Catheter ablation better than traditional drug therapies for treating atrial fibrillation
Every year millions of people around the world are diagnosed with heart failure, a chronic, progressive condition where the heart is unable to pump enough oxygenated blood throughout the body. Researchers at the University of Utah Health and Klinikum Coburg, Germany co-led a clinical trial that showed radiofrequency catheter ablation lowered hospitalization and mortality rates by 47 and 44 percent respectively in patients with atrial fibrillation (AF), a contributing factor to heart failure.
“None of the traditional drug therapies are improving the patient’s condition, a major medical dilemma when we see these patients in our clinics,” said Nassir F. Marrouche, M.D., professor in Internal Medicine and Executive Director of the Comprehensive Arrhythmia Research and Management (CARMA) Center at U of U Health.
The medical community has long debated the ideal treatment for AF, especially for patients who suffer from left ventricular dysfunction, a weakening of the left ventricle that supplies most of the heart’s pumping power. Until now, no clinical studies have been conducted that support one definitive treatment.
Marrouche and Johannes Brachmann from the Klinikum Coburg conducted the eight-year CASTLE-AF clinical trial to compare catheter ablation to conventional drug therapies recommended by the American Heart Association and European Heart Society to control the heart’s rate.
“The CASTLE-AF clinical trial represents a landmark in the history of cardiovascular medicine because of its potential impact on our patients who are suffering from heart failure,” said James Fang, M.D., Chief of Cardiovascular Medicine at the University of Utah Health. “For the first time in a randomized study, the strategy of catheter ablation for atrial fibrillation may be better than the current approach for these patients. It is also one of the many landmark contributions to cardiovascular medicine that the University of Utah has made over the past five decades.”
After evaluating more than 3,000 patients from North America, Europe and Australia, researchers selected 363 participants with temporary or persistent AF and heart failure, characterized by heart function at less than 35 percent capacity, for the clinical trial. The patients were separated into two groups, receiving either radiofrequency catheter ablation (179) or a conventional drug therapy (184).

(Stored data entries)

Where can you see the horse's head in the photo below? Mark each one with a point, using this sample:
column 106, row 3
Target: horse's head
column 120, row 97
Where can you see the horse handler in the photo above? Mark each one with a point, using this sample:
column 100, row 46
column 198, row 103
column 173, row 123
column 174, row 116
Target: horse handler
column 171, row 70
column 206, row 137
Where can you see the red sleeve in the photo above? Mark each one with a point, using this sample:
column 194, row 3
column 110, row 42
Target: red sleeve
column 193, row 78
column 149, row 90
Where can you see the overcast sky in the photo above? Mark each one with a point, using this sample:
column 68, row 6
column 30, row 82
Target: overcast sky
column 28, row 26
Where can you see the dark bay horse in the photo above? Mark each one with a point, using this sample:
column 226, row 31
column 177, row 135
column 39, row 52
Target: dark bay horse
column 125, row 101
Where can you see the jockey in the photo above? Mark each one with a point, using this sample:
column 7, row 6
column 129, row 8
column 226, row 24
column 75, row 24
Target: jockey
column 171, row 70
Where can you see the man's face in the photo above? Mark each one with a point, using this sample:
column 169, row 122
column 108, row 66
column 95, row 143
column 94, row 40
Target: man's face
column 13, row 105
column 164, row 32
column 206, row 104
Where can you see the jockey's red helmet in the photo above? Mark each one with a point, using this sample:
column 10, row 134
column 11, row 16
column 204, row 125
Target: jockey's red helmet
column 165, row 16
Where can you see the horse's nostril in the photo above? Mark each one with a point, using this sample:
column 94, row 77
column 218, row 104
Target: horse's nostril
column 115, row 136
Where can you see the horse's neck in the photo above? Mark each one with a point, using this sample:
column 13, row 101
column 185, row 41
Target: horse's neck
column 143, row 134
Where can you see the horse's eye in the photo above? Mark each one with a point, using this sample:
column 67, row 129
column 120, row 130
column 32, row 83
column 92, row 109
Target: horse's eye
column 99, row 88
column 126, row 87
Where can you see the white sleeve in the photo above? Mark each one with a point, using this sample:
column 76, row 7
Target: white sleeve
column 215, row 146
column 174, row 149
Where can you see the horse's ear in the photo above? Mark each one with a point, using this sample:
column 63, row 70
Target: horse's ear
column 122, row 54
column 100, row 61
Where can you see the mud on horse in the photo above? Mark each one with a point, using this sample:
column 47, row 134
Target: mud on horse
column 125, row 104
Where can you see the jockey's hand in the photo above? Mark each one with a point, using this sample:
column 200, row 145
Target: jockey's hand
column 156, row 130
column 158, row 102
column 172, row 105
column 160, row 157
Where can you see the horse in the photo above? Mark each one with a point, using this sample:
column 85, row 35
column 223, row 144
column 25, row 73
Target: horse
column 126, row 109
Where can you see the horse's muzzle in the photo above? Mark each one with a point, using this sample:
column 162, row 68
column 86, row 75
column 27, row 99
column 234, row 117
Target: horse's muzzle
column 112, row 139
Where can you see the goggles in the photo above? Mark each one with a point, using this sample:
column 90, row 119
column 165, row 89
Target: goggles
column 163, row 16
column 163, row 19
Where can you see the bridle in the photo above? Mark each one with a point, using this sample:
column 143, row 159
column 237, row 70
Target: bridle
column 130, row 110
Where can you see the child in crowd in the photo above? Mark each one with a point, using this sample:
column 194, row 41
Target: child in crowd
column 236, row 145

### What this exercise asks
a: Do these statements agree with the catheter ablation article? Answer yes or no for each and quote the words from the article that decide it. (i) The CASTLE-AF trial lasted eight years. (ii) 184 participants received catheter ablation. (iii) Catheter ablation lowered hospitalization rates by 44 percent.
b: According to the catheter ablation article, how many patients did researchers evaluate before choosing the trial participants?
c: Continue the article on catheter ablation for atrial fibrillation from the end of its last paragraph.

### Answers to the tasks
a:
(i) Yes: "conducted the eight-year CASTLE-AF clinical trial"
(ii) No: "receiving either radiofrequency catheter ablation (179) or a conventional drug therapy (184)"
(iii) No: "lowered hospitalization and mortality rates by 47 and 44 percent respectively"

b: More than 3,000 patients from North America, Europe and Australia.

c:
The clinical trial’s end point was set at all-cause mortality and worsening of heart failure, resulting in an unplanned overnight hospitalization. Patients in the ablation group experienced lower overall mortality (28%; 51/179) compared to the medication group (46%; 82/184). In addition, catheter ablation resulted in lower cardiovascular mortality (13%; 24/179) compared to the medication group (25%; 46/184).
Special heart cells create electrical signals that cause the heart’s upper and lower chambers to beat in the proper sequence to pump blood through the body. Abnormal cells can cause the heart to beat faster or irregularly, resulting in AF.
“Atrial fibrillation prevents the heart from filling and pumping properly,” said Marrouche. “When the heart is not synchronized, it hastens heart failure and increases the risk of stroke.”
During the ablation process, a catheter is snaked through the patient’s body to the site of abnormal heart cells. The doctor delivers a dose of radiofrequency energy, similar to microwaves, to destroy the abnormal cells, which restores the heart’s regular rhythm.
All of the participants included in the CASTLE-AF trial had previously received an implantable cardioverter defibrillator (ICD), which allowed for continuous monitoring of heartrate. The ICD may have improved mortality, which Marrouche believes is the primary limitation in this study that may have affected death rates in both groups.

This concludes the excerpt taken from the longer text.